YOUR OBJECTIVE: Two lines in the data below mark the range: the one with "Target: human skin" and the one with "Target: pale underside of leaf". Return both, along with every line between them, exactly.

Dataset entries
= = = =

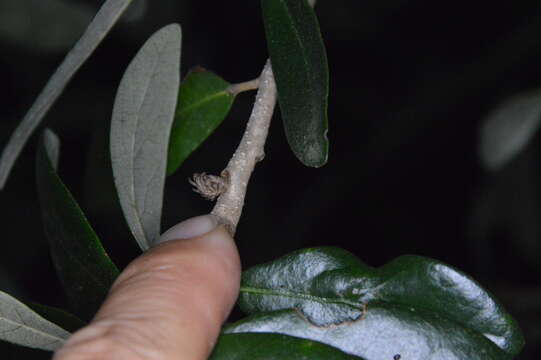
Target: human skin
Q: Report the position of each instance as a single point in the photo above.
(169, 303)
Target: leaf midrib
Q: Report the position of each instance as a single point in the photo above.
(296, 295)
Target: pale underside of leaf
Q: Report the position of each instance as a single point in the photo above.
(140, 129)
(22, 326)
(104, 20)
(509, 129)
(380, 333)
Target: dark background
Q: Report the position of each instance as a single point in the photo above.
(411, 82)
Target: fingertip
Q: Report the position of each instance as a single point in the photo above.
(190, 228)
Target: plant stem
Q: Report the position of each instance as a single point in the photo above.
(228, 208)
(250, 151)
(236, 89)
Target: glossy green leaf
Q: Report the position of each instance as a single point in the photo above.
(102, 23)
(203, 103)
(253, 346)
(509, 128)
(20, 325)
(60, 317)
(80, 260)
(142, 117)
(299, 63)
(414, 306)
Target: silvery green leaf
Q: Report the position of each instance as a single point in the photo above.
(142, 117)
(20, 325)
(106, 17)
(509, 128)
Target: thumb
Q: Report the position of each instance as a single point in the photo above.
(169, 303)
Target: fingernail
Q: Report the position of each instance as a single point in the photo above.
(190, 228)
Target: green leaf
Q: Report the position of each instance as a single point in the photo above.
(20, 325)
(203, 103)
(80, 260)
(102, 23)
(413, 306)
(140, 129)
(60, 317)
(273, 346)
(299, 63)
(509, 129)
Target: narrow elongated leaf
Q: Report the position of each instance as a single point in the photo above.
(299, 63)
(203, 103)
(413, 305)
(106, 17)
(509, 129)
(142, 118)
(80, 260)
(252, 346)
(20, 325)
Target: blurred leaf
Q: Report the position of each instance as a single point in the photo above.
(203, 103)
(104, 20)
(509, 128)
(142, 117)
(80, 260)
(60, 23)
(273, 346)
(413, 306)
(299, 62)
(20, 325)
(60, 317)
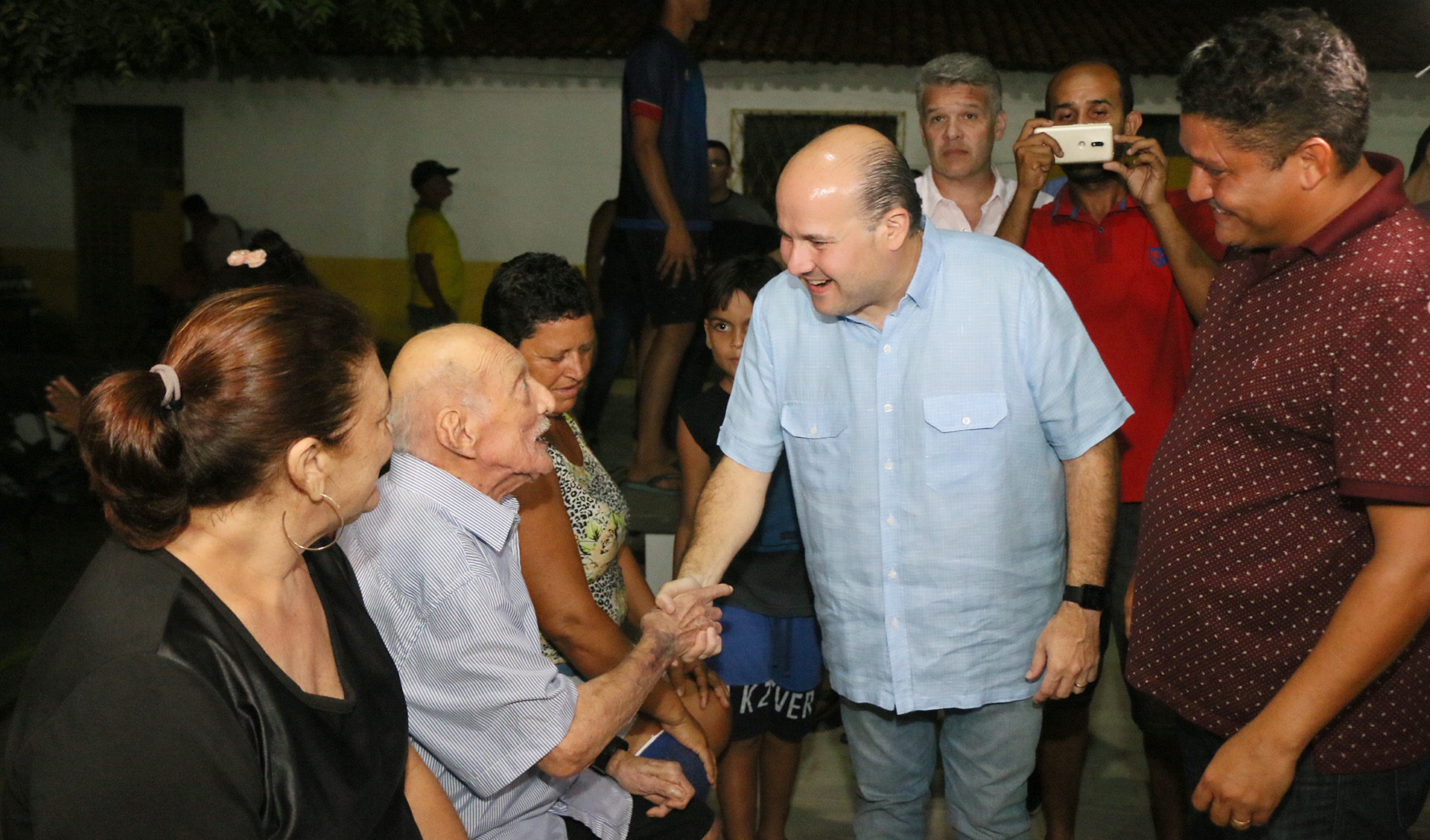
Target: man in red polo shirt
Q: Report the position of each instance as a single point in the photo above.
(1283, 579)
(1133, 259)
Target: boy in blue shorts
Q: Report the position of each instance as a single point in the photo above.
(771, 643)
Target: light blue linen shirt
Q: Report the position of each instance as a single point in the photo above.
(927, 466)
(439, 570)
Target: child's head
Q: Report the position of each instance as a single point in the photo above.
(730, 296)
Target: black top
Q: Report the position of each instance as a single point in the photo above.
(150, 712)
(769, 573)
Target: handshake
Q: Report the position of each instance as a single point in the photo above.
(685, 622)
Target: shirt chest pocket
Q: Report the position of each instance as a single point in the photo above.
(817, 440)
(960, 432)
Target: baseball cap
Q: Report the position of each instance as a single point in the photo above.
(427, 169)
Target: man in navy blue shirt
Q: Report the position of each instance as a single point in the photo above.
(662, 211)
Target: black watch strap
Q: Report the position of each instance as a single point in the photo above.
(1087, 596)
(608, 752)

= = = =

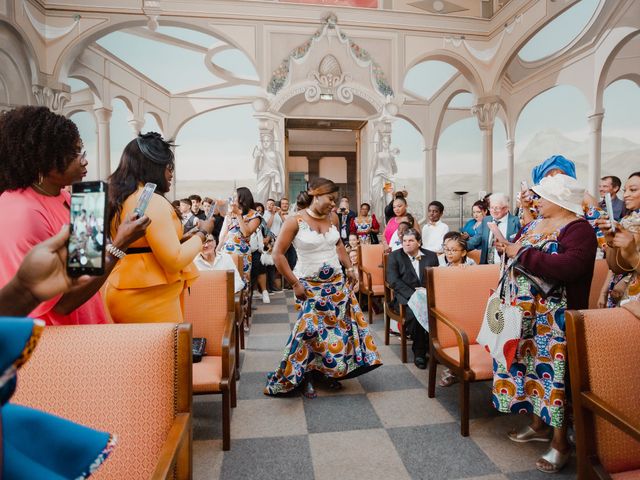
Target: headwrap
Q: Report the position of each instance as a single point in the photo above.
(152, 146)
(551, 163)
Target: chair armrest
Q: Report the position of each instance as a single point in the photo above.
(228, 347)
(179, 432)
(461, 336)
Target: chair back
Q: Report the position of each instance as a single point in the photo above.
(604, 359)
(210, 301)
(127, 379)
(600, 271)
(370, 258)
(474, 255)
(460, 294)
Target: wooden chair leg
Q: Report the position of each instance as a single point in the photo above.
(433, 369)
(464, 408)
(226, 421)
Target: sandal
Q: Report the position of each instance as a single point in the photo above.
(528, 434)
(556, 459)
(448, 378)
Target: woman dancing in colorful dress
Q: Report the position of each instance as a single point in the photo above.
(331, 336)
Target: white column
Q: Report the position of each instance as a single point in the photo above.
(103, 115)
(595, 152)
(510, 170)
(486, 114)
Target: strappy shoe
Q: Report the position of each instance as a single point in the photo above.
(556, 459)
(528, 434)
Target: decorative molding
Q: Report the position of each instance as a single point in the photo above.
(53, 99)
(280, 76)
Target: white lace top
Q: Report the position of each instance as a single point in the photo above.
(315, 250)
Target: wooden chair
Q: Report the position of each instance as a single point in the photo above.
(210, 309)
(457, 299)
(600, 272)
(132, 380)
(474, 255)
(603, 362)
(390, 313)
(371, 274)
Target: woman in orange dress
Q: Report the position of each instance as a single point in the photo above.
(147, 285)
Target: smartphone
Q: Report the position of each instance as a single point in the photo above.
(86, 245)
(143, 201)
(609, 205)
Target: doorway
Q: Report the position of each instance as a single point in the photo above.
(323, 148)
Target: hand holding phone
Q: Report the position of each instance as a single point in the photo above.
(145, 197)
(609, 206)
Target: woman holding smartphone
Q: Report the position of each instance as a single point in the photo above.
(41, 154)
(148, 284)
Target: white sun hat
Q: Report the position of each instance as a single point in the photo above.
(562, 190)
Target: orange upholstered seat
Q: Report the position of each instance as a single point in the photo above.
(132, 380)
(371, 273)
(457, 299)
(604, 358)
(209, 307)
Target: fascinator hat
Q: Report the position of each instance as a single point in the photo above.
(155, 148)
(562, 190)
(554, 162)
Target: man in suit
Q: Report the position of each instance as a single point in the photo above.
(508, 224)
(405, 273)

= = = =

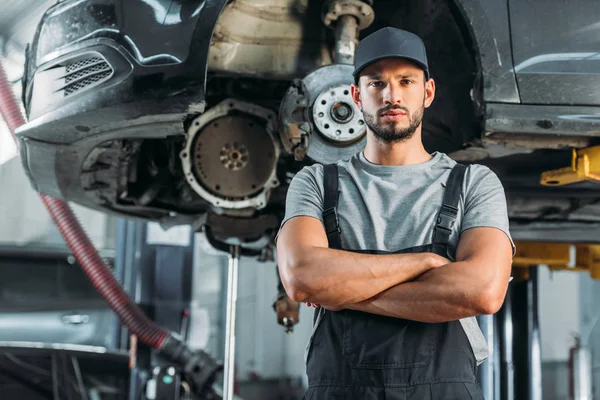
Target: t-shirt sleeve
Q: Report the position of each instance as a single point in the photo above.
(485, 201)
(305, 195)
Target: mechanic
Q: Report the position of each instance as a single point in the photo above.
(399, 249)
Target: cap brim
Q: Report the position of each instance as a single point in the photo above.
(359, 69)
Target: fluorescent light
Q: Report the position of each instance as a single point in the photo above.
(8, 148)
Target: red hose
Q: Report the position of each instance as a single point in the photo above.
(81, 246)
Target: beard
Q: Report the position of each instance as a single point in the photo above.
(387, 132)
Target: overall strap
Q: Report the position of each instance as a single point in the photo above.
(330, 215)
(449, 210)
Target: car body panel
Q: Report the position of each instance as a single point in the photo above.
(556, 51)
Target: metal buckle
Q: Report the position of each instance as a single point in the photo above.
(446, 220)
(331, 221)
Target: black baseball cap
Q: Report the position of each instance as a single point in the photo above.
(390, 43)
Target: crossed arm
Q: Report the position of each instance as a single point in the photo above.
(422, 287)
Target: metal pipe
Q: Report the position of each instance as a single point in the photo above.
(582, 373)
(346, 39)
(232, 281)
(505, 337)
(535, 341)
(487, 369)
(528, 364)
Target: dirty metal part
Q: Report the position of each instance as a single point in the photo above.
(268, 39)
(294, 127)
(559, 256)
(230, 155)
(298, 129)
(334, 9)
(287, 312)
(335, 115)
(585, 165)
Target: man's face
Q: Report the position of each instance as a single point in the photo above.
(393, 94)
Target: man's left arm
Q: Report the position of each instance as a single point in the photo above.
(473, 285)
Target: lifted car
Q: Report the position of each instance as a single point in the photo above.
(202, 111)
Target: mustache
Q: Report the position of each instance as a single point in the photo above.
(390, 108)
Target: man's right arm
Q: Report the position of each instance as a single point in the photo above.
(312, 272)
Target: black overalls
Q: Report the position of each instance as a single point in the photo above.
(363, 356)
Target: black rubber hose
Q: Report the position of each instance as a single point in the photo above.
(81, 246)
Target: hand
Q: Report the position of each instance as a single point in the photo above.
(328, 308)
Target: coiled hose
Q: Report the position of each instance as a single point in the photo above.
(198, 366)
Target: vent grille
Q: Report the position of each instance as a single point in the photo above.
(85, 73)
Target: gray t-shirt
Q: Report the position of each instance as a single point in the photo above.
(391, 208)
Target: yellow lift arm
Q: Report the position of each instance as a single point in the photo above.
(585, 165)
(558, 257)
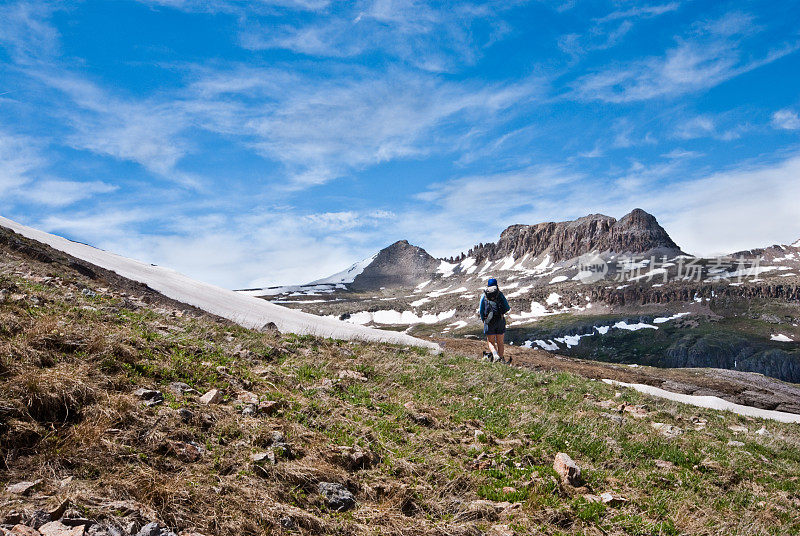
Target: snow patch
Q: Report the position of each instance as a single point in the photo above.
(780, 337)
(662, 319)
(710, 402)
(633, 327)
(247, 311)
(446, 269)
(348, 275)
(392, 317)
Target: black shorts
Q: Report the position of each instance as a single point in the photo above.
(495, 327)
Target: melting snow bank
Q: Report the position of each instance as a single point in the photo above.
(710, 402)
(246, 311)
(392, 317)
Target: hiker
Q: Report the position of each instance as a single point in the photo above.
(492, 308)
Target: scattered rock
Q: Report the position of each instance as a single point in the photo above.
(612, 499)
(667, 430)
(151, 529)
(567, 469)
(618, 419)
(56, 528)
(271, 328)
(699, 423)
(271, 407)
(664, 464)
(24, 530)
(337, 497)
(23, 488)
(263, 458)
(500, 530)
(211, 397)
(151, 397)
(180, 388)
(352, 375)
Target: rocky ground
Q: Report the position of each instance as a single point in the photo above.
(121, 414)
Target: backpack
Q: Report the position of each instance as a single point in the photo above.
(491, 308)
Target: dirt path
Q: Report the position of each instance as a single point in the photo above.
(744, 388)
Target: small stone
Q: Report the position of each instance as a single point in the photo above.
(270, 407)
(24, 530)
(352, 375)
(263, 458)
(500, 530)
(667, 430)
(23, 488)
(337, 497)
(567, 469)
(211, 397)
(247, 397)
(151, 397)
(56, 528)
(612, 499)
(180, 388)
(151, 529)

= = = =

ANSWER SECTION:
Target: human skin
Q: Report the position of each instance as a single point in the photo above.
(169, 303)
Target: leaf midrib
Q: Report the position of each instance as a single point in the photo above.
(296, 295)
Target: pale underside of leaf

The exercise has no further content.